▶ [Tekstfragment]
23 apr Verscheurd Parijs – Sebastian Smee
Verscheurd Parijs van Sebastian Smee is het ideale boek voor mensen die geïnteresseerd zijn in de Franse politiek uit de 2e helft van de 19e eeuw én het impressionisme in de schilderkunst.Dat is misschien niet de grote meerderheid van de lezers, maar ik behoor tot de minderheid die wel in beide geïnteresseerd is. En dan is dit boek om te smullen.
Auteur Sebastian Smee is een Australische kunstcriticus en schrijver. Na een verblijf van enkele jaren in Engeland emigreerde hij naar Boston in de Verenigde Staten. Hij schreef kritieken voor onder andere The Daily Telegraph, The Guardian en The Times. Vandaag werkt hij voor The Washington Post, voorwaar geen kleine bladen. In 2011 won hij de Pulitzerprijs voor zijn geschriften.

▶ [Opdracht a]
Beantwoord over de tekst over Verscheurd Parijs:
(i) Voor lezers met welke twee interesses is het boek volgens de tekst ideaal?
(ii) In welk jaar won Sebastian Smee de Pulitzerprijs?
(iii) Voor welke krant werkt hij vandaag?

Gegevens voor het labelen van beeldgebieden
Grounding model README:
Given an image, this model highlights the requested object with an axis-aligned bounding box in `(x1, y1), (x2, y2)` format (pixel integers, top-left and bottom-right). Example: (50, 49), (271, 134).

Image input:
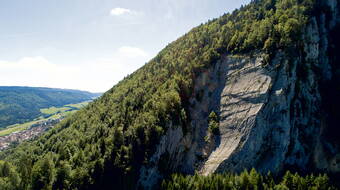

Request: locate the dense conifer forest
(0, 0), (338, 190)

▶ [Opdracht b] Geef de records hierboven weer als een CSV met twee kolommen, verzoek en antwoord. Maak voor elk verzoek één rij en zet de tekst en het antwoord elk in één veld tussen aanhalingstekens, met regeleinden vervangen door spaties. Laat de afbeeldingen weg.

▶ [Uitgewerkte oplossing a]
(i) De Franse politiek uit de tweede helft van de 19e eeuw en het impressionisme in de schilderkunst.
(ii) In 2011.
(iii) The Washington Post.

▶ [Uitgewerkte oplossing b]
verzoek,antwoord
"Grounding model README: Given an image, this model highlights the requested object with an axis-aligned bounding box in `(x1, y1), (x2, y2)` format (pixel integers, top-left and bottom-right). Example: (50, 49), (271, 134). Image input: Request: locate the dense conifer forest","(0, 0), (338, 190)"